## DATA UNDER STUDY
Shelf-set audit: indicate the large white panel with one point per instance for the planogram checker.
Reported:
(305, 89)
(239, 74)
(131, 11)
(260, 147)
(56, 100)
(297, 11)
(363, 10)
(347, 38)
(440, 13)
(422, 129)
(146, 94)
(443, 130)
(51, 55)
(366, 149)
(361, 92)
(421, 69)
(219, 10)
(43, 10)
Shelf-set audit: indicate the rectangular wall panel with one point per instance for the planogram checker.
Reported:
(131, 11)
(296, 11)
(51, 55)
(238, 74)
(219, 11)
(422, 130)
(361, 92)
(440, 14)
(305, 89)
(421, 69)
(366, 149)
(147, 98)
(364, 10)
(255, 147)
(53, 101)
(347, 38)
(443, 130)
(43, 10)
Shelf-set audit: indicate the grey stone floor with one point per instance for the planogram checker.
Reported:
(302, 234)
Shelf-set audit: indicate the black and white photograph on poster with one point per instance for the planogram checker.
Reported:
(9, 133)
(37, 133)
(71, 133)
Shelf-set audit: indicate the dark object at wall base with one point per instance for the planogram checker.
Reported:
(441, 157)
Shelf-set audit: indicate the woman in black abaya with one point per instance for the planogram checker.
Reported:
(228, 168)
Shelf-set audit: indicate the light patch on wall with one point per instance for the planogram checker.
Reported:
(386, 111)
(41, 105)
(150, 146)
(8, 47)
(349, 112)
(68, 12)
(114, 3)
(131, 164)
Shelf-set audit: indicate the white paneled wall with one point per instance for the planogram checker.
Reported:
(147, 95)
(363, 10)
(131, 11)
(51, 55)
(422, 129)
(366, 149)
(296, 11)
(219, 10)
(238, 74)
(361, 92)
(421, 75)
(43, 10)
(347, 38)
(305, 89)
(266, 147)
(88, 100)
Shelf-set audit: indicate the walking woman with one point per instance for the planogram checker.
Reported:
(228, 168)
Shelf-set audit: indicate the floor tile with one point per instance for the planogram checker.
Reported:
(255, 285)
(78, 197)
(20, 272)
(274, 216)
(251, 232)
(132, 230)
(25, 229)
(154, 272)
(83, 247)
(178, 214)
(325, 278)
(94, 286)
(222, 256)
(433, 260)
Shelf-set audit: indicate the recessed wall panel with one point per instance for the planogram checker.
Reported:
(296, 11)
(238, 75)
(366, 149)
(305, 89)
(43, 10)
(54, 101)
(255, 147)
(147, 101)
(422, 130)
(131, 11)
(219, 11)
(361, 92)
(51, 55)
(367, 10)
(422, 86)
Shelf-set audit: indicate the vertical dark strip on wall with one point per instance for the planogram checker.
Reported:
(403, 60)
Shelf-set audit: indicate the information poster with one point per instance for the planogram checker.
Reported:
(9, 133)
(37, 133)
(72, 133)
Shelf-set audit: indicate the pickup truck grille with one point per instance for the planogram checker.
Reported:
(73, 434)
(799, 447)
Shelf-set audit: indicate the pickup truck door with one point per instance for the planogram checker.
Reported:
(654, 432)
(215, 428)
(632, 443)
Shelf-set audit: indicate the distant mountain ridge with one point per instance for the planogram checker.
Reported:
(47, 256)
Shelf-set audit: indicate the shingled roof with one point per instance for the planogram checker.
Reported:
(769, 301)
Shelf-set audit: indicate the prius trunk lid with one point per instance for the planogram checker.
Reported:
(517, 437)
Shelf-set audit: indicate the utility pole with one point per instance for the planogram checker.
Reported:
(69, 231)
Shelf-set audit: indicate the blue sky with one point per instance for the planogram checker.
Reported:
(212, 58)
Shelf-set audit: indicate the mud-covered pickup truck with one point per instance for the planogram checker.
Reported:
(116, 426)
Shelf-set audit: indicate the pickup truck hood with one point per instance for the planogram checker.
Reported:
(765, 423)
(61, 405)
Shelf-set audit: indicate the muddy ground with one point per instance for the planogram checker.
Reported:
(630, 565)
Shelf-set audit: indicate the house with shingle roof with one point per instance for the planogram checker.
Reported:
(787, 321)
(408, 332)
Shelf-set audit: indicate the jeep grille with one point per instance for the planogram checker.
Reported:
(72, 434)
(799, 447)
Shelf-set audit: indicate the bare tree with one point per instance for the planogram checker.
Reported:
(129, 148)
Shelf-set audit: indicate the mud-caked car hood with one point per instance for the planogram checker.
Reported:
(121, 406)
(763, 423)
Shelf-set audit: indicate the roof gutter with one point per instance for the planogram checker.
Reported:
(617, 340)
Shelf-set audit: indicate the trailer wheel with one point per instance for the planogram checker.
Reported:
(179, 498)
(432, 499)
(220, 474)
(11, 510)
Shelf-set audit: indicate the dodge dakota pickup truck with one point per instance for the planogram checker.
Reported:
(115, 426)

## REQUIRED ACTION
Scan the material above for the word "truck", and copy every line in which it is found.

## RESPONSE
Shelf-set audit: indicate the pickup truck grille with one point per instance for the planogram checker.
Shelf-set audit: indicate the pickup truck door with one point per instance for the planogram checker.
Shelf-set audit: indicate the mud-covered pickup truck with one point per instance for the planogram checker.
Shelf-set audit: indicate the pickup truck hood with one point per instance for the planogram checker.
Shelf-set audit: indicate the dodge dakota pickup truck with one point per instance for the planogram checker.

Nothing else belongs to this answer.